(КОРОТКАЯ ЗАДАЧА) Продублируйте дословно фрагмент отрывка о хайдеггеровском понятии средства: всё от слов «Одного средства строго» вниз до слов «целость средств [231].».

(ЦИТИРУЕМЫЙ ОТРЫВОК)
· · · ·
Книга Время магов. Великое десятилетие философии. 1919-1929, страница 60. Автор книги Вольфрам Айленбергер

Разделитель для чтения книг в онлайн библиотеке

Онлайн книга «Время магов. Великое десятилетие философии. 1919-1929»

Cтраница 60

Для всех так называемых «вещей», которые употребляются в осмотрительном и редко осознанно обдумываемом свершении нашей повседневности, Хайдеггер вводит новое, взятое из повседневного крестьянского языка Шварцвальда рамочное понятие. Он называет их – «средство».

Мы именуем встречающееся в озабочении сущее средством. В обращении находимы средство для письма, шитья, труда, измерения, транспортное средство. Способ бытия средства следует выявить. ‹…›

Одного средства строго беря не «бывает». К бытию средства всегда принадлежит целое средств, где оно может быть этим средством, какое оно есть. ‹…› Средство, отвечая своему свойству средства, есть всегда из принадлежности другому средству: средство для письма, перо, чернила, бумага, подкладка, стол ‹…› Эти «вещи» никогда не кажут себя сначала по себе, потом как сумма реалий заполняя комнату. ‹…› До него всегда уже открыта какая-то целость средств [231].
· · · ·
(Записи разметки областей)
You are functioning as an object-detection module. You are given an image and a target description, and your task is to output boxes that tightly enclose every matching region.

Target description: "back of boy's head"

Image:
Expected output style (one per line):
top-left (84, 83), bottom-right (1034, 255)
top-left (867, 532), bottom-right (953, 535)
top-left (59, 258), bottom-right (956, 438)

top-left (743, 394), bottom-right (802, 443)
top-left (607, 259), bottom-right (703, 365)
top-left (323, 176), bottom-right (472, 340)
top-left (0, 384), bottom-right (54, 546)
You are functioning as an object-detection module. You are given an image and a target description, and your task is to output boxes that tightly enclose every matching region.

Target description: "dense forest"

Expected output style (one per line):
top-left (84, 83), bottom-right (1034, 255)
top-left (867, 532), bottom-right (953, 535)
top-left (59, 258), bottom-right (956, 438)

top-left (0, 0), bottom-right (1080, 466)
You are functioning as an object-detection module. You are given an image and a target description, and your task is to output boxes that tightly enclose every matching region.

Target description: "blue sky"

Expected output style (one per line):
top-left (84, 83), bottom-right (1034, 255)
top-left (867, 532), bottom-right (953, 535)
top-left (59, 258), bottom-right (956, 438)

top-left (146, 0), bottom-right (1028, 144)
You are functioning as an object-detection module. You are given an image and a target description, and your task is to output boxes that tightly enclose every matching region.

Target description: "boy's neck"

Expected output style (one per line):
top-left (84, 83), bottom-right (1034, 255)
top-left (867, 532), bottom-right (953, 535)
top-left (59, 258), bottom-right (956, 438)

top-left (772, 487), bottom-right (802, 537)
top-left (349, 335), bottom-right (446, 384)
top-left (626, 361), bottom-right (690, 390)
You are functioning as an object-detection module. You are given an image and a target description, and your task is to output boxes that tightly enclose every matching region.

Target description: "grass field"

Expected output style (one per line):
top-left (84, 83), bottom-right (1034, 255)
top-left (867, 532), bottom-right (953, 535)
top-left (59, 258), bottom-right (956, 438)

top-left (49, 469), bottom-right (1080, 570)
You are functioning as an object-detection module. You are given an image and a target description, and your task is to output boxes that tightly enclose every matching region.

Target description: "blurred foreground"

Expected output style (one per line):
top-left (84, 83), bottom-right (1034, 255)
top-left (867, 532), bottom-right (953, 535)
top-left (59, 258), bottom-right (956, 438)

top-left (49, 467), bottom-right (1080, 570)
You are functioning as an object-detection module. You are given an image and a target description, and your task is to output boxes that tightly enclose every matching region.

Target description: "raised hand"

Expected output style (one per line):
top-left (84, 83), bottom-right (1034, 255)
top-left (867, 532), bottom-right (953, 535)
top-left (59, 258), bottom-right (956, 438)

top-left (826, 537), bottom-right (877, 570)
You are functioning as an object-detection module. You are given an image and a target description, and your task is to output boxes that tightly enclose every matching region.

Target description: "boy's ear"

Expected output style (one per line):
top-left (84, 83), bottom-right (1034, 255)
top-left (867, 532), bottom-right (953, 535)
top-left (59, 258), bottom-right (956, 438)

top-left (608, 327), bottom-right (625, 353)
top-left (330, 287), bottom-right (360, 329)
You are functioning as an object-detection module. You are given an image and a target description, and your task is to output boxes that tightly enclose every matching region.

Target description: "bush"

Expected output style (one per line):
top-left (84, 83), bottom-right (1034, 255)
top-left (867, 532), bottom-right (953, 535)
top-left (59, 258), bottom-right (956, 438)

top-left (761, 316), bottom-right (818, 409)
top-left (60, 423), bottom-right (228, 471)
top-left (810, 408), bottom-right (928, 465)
· · · ·
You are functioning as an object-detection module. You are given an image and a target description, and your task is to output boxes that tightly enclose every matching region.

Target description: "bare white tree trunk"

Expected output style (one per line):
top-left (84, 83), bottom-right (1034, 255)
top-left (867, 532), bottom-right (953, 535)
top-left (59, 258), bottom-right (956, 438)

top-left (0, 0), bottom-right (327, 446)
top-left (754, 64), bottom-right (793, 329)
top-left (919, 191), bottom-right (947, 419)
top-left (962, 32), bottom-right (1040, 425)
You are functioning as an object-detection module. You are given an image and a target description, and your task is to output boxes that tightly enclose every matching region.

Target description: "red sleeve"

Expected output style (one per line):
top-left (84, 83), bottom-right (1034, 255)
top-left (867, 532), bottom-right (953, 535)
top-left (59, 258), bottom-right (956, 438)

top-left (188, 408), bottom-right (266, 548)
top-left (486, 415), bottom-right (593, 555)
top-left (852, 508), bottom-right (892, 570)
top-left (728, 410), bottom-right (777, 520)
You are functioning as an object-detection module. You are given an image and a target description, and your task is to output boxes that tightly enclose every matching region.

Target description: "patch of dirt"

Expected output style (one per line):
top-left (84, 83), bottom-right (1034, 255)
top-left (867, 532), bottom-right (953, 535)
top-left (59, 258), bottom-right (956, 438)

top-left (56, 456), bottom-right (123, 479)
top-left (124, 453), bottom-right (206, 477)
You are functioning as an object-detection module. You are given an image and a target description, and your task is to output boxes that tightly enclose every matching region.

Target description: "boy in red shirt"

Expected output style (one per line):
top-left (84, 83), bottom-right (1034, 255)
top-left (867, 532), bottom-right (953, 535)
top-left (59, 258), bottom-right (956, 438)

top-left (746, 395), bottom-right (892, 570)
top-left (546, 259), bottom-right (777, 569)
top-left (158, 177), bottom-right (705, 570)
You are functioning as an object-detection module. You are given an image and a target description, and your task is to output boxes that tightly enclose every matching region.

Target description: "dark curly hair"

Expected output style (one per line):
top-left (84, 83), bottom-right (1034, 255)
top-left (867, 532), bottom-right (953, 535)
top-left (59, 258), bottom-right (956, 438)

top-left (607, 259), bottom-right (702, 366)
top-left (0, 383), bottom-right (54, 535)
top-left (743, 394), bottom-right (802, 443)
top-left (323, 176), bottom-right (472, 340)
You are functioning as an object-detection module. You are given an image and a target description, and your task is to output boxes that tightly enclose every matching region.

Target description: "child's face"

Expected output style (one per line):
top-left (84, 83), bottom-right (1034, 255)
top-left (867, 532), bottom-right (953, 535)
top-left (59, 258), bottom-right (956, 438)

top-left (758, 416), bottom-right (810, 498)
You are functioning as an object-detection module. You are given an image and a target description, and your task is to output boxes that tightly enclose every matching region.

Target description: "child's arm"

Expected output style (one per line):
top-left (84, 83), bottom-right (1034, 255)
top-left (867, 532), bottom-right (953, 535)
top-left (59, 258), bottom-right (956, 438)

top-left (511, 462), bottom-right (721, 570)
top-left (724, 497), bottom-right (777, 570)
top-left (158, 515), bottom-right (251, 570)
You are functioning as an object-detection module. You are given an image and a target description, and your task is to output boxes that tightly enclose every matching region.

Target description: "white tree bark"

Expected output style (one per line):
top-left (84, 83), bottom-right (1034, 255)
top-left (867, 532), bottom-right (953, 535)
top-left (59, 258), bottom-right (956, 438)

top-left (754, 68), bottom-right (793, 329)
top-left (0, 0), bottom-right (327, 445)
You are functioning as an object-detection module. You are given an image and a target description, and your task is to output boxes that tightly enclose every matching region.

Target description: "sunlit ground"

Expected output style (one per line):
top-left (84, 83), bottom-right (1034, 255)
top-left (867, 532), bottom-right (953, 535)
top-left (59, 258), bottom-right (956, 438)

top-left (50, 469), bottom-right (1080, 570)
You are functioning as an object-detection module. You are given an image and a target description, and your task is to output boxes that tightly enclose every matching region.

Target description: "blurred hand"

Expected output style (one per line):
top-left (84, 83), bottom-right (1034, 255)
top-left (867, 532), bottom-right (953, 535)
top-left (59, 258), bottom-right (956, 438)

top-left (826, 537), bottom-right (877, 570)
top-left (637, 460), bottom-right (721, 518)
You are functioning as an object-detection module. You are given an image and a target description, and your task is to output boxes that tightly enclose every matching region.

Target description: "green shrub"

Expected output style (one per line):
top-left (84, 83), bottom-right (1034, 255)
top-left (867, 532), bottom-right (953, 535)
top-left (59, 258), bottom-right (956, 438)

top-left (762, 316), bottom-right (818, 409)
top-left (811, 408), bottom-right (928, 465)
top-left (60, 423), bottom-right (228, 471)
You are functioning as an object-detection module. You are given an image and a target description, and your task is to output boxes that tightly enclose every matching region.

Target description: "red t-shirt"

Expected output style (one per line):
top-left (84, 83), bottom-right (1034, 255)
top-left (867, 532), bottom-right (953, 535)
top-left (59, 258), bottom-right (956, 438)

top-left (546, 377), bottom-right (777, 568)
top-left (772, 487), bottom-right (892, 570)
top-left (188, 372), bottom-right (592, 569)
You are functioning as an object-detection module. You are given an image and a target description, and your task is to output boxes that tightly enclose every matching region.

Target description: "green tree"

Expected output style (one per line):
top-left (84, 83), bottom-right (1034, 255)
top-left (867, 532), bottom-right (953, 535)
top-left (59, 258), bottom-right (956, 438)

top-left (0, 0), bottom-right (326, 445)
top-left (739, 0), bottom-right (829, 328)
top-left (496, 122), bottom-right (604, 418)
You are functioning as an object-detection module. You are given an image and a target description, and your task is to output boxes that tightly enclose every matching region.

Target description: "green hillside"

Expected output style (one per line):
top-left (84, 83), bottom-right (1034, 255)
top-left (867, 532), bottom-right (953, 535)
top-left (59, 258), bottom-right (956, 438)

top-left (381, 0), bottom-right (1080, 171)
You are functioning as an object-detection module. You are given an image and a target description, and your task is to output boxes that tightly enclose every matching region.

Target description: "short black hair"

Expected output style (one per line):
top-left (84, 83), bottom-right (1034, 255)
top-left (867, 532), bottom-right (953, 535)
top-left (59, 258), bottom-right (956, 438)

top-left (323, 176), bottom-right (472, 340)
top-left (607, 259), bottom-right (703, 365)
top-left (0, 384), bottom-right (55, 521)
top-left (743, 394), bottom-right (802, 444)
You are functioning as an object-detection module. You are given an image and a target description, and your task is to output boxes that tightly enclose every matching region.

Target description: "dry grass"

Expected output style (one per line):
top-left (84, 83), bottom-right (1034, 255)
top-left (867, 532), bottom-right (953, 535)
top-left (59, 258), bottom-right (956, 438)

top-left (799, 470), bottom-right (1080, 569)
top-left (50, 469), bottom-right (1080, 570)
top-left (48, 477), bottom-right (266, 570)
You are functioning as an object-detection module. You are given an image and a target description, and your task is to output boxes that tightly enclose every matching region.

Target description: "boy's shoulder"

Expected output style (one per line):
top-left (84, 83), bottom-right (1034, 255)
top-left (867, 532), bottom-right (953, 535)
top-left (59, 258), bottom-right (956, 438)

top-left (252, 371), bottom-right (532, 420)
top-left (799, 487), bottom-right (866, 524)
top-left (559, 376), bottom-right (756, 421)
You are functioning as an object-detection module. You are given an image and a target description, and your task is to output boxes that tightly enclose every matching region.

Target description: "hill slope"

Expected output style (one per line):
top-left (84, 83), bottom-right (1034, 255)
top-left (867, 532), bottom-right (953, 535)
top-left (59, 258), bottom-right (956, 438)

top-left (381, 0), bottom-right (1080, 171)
· · · ·
(ИТОГОВЫЙ РЕЗУЛЬТАТ)
Одного средства строго беря не «бывает». К бытию средства всегда принадлежит целое средств, где оно может быть этим средством, какое оно есть. ‹…› Средство, отвечая своему свойству средства, есть всегда из принадлежности другому средству: средство для письма, перо, чернила, бумага, подкладка, стол ‹…› Эти «вещи» никогда не кажут себя сначала по себе, потом как сумма реалий заполняя комнату. ‹…› До него всегда уже открыта какая-то целость средств [231].